▶ ACTIVITY
In the data, find the word "below" and copy out every line that has it.
*** THE RECORDS
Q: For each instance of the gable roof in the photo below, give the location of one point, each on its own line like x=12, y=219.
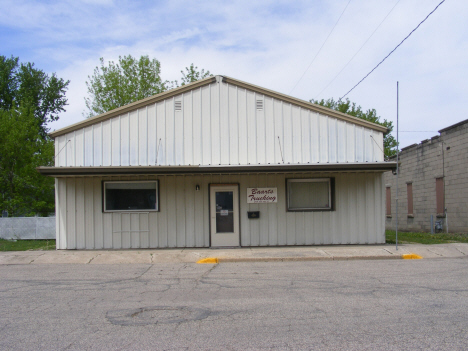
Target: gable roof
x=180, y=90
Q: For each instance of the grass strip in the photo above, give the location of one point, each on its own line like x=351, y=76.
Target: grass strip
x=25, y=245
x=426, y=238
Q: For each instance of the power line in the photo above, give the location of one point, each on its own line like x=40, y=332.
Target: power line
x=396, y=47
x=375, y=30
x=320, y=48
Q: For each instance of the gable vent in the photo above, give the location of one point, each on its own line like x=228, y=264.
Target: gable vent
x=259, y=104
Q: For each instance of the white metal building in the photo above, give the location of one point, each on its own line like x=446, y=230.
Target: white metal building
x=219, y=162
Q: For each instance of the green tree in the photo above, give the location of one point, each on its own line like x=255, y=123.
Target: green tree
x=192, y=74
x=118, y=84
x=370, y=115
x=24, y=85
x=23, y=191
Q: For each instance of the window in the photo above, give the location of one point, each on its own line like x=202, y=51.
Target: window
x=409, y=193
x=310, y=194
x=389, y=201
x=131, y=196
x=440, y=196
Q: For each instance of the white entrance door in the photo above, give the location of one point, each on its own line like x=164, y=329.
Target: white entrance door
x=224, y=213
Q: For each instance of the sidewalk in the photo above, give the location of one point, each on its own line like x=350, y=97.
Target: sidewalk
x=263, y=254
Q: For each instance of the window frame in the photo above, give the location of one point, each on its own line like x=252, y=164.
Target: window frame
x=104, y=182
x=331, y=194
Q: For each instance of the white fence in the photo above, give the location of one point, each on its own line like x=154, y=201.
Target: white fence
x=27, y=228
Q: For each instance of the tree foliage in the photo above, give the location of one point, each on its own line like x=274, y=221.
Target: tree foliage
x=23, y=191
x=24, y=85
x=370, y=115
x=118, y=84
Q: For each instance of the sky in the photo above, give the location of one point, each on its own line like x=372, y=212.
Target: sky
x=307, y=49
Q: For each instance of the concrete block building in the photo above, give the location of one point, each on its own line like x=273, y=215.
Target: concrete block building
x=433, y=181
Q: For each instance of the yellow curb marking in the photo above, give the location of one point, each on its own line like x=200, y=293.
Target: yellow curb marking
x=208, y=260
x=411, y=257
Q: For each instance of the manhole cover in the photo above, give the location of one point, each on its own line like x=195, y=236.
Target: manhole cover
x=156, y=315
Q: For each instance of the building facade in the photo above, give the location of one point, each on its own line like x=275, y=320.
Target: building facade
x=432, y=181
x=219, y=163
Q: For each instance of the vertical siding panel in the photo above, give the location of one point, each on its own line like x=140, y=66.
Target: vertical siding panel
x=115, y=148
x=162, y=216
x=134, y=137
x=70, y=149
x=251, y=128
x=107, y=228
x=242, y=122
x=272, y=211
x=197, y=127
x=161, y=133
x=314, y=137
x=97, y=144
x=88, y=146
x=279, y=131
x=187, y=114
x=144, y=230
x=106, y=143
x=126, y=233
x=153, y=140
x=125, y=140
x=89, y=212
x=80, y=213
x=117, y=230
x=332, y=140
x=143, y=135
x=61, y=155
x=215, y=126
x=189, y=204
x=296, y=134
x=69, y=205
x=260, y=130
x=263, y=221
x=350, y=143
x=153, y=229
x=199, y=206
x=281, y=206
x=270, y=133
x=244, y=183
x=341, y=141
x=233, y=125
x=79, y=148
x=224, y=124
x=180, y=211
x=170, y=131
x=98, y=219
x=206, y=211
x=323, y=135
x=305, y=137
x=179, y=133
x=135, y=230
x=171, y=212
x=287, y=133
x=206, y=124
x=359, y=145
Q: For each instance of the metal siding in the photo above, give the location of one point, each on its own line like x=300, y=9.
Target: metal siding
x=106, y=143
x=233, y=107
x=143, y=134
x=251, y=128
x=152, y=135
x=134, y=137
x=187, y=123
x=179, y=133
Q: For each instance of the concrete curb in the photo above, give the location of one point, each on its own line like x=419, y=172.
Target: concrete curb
******
*** THE RECORDS
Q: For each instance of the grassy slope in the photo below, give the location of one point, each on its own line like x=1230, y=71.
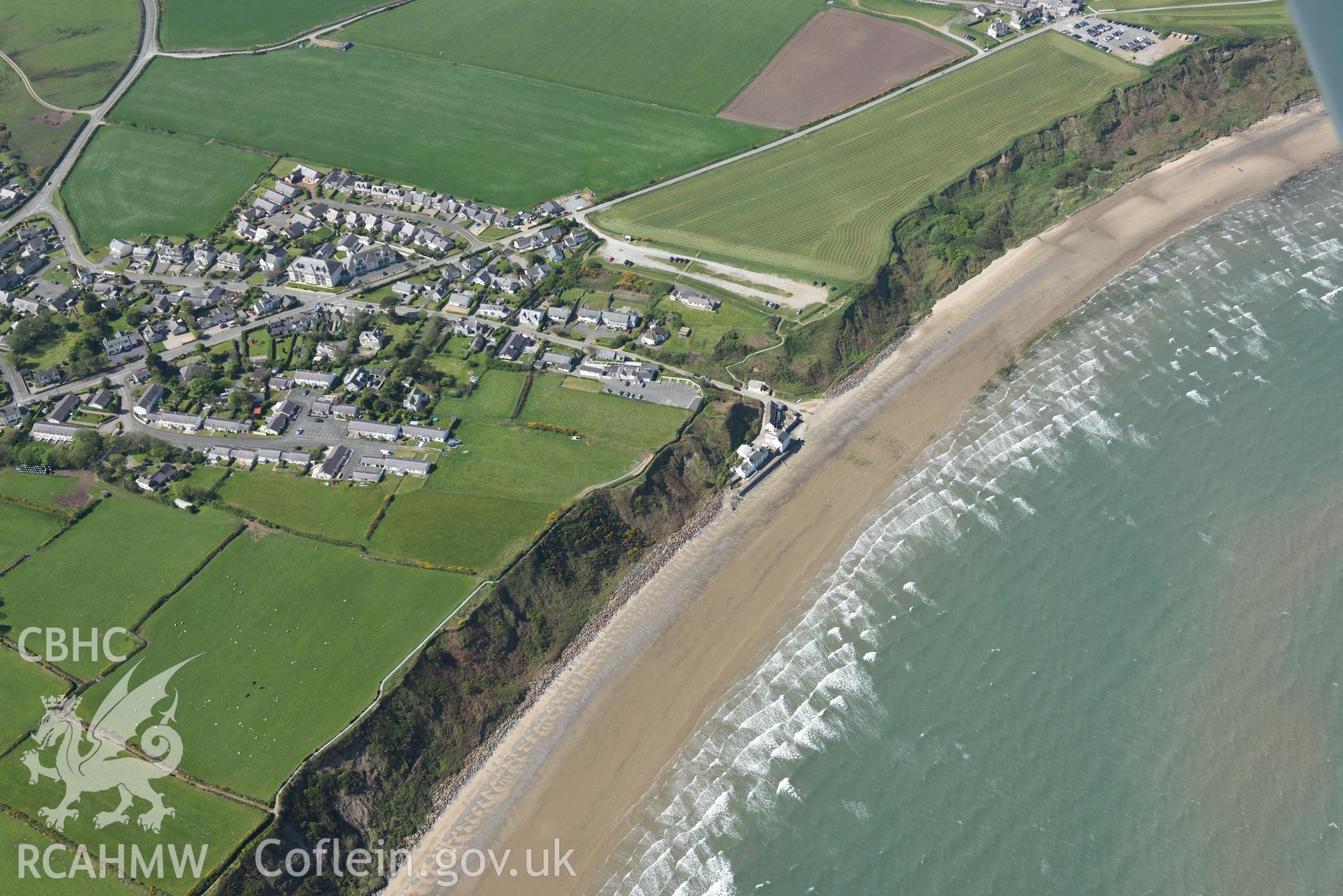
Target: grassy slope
******
▶ WRITTEN ANSWER
Q: For each instance of the gable roof in the photo below, give the location of one point, each on its own line like x=12, y=219.
Q: For each instance of the grassy slope in the photo below, give the location of one point, each on its own line like x=1230, y=71.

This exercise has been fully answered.